Pointing data:
* * * * * * *
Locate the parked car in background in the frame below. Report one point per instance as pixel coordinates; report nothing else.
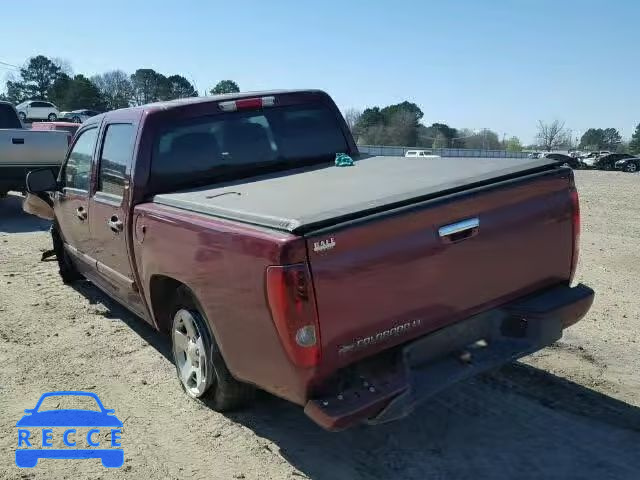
(37, 110)
(630, 164)
(78, 116)
(22, 150)
(380, 285)
(608, 161)
(64, 126)
(567, 160)
(420, 153)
* * * * * * *
DIRECTIONS FOR THIS TASK: Write out every line of the data above again, adding 13 to each x and y value of the pixel coordinates. Leave out the pictures.

THE OUTPUT:
Locate the parked car in background in the frame below. Report one point per instance as pixel coordinates; report nothing else.
(50, 123)
(643, 177)
(91, 129)
(35, 163)
(393, 298)
(621, 174)
(77, 139)
(580, 173)
(433, 166)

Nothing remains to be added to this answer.